#### Page extract:
- Sire: Danehill
- Grandsire: Danzig
- Dam: Arrive
- Damsire: Kahyasi
- Sex: Mare
- Foaled: 6 March 2004
- Country: United Kingdom
- Colour: Bay
- Breeder: Juddmonte Farms
- Owner: Khalid Abdullah
- Trainer: Michael Stoute
- Record: 7: 4-2-0
- Earnings: £213,415

Major wins
- Upavon Fillies' Stakes (2007) Middleton Stakes (2008) Pretty Polly Stakes (2008)

= Promising Lead =

British-bred Thoroughbred racehorse

Promising Lead (foaled 6 March 2004) is a British Thoroughbred racehorse and broodmare. She did not race until she was three years old in 2007 when she won a maiden race on her debut and went on to win the Upavon Fillies' Stakes before being narrowly beaten in the Group 1 Prix de l'Opéra. In the following year she won the Middleton Stakes and the Pretty Polly Stakes on her only two starts. As a broodmare she produced several minor winners.

==Background==
Promising Lead is a bay mare bred in England by her owner Khalid Abullah's Juddmonte Farms. She was sent into training with Michael Stoute at Newmarket, Suffolk.

#### Available data:

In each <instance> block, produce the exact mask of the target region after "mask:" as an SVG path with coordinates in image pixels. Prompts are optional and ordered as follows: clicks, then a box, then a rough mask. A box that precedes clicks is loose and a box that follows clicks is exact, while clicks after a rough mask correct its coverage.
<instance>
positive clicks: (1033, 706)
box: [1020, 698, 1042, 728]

#### How to complete this task:
Please answer these questions from the Promising Lead page:
1. What color is Promising Lead?
2. In which Group 1 race was she narrowly beaten?
3. Who trained her?
The lines are separate material, unrelated to the Promising Lead page.

#### Exercise answer:
1. Bay
2. The Prix de l'Opéra
3. Michael Stoute